## Location annotation dataset excerpts
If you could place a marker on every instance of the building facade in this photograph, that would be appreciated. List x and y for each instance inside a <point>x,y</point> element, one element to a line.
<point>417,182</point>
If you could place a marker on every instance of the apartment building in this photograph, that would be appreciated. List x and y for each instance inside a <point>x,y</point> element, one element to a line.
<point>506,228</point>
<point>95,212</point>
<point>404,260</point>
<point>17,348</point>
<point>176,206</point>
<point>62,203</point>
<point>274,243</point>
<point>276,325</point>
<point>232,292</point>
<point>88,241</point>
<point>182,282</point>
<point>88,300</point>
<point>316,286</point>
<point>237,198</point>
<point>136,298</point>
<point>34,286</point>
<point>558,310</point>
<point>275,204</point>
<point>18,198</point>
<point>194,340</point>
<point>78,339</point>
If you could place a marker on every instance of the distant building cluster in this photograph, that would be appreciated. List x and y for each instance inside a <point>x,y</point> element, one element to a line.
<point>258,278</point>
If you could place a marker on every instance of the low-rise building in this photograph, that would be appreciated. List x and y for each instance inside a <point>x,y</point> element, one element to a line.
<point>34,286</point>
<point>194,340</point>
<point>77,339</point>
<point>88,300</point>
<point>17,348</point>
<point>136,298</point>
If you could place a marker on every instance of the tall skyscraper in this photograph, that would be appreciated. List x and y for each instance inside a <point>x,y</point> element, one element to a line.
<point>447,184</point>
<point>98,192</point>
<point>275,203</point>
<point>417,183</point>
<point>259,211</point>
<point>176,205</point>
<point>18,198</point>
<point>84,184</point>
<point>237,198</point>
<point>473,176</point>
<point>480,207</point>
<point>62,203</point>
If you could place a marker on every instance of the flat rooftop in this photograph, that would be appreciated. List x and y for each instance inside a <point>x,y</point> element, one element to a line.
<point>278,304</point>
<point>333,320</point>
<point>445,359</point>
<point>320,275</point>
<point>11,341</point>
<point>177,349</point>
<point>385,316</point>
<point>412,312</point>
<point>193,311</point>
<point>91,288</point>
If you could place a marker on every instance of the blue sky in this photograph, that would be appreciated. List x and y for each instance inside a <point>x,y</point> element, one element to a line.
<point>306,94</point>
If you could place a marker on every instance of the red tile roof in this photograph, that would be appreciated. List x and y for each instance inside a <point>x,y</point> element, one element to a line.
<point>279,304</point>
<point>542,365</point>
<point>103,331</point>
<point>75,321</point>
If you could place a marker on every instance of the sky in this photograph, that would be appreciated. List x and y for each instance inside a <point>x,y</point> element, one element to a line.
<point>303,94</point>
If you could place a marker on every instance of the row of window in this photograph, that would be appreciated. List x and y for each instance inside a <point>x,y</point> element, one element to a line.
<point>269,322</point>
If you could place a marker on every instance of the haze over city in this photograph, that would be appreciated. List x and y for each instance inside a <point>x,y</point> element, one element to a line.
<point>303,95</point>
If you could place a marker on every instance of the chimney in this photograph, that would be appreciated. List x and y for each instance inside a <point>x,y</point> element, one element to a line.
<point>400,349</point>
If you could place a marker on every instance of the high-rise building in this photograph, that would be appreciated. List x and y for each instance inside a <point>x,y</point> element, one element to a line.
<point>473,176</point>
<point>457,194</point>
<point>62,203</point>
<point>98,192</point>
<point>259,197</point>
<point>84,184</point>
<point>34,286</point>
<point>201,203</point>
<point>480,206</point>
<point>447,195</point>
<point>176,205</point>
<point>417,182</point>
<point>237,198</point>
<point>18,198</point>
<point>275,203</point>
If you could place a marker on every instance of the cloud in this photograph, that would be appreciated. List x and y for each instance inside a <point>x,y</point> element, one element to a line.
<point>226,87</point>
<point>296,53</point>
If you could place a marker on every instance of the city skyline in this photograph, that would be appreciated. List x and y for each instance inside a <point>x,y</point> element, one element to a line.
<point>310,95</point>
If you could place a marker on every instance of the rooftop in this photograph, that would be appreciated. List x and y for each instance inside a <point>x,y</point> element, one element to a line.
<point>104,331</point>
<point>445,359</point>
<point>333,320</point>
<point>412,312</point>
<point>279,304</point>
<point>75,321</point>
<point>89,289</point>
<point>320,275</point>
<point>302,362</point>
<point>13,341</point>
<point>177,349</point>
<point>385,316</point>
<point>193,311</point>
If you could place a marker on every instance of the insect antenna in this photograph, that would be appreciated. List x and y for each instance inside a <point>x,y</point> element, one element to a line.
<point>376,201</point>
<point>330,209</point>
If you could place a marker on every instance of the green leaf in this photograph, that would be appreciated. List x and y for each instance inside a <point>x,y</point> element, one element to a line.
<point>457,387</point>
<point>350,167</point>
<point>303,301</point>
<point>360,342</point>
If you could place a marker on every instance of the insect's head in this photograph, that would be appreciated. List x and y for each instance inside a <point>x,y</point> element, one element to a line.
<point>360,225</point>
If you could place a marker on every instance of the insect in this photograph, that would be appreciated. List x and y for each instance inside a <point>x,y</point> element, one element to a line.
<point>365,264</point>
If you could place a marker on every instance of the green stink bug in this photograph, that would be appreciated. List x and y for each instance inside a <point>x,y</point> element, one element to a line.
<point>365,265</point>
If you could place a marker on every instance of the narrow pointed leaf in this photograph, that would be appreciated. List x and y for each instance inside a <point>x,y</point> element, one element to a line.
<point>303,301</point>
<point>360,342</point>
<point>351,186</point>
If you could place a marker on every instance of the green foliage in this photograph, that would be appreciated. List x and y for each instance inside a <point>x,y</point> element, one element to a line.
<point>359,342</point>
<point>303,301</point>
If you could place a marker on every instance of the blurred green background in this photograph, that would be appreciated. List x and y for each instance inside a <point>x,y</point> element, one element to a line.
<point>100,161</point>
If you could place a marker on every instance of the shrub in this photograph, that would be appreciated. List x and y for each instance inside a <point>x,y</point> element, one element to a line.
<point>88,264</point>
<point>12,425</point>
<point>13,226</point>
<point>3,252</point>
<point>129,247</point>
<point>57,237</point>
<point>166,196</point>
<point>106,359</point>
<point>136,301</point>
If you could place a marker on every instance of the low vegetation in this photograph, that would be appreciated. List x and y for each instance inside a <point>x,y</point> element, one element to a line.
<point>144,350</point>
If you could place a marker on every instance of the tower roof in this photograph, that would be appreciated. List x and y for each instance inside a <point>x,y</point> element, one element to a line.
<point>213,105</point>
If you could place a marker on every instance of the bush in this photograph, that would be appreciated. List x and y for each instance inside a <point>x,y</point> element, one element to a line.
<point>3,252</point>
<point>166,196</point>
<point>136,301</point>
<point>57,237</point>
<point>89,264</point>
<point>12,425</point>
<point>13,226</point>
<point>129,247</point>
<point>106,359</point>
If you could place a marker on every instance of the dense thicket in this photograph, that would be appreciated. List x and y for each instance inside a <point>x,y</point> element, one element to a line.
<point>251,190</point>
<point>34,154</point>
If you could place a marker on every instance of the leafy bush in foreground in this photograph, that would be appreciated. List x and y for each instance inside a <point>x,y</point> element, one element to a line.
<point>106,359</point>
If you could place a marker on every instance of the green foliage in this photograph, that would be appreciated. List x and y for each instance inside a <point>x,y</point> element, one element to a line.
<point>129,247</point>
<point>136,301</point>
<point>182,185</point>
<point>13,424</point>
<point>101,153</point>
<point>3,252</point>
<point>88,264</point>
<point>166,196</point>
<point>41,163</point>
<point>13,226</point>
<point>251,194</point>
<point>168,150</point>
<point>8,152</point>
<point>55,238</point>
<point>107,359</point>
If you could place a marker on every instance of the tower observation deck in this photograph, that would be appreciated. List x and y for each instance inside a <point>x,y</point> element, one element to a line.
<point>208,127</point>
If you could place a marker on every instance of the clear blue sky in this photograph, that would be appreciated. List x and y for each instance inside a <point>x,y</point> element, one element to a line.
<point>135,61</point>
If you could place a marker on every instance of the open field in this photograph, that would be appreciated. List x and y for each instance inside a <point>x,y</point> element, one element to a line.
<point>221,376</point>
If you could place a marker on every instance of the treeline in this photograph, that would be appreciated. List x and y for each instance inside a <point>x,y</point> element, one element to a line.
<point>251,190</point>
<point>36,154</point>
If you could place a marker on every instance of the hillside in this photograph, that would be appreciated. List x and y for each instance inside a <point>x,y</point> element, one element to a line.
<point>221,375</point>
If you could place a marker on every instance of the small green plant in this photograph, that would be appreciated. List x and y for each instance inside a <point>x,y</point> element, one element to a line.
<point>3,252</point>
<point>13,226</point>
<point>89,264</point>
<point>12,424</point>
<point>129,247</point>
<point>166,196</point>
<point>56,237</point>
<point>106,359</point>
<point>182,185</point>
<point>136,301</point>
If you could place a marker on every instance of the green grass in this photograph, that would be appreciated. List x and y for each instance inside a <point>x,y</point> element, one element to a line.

## SHORT PROBLEM
In the rows above, take the part that opens with the line containing "of the cloud" and closes with the line containing "<point>296,53</point>", and write it out again with "cloud" changed to "storm cloud". Leave everything else the same.

## TASK RESULT
If you could place a marker on every instance of the storm cloud in this photograph, that would be appreciated. List x and y for each instance inside a <point>x,y</point> element, one element to a line.
<point>226,87</point>
<point>296,53</point>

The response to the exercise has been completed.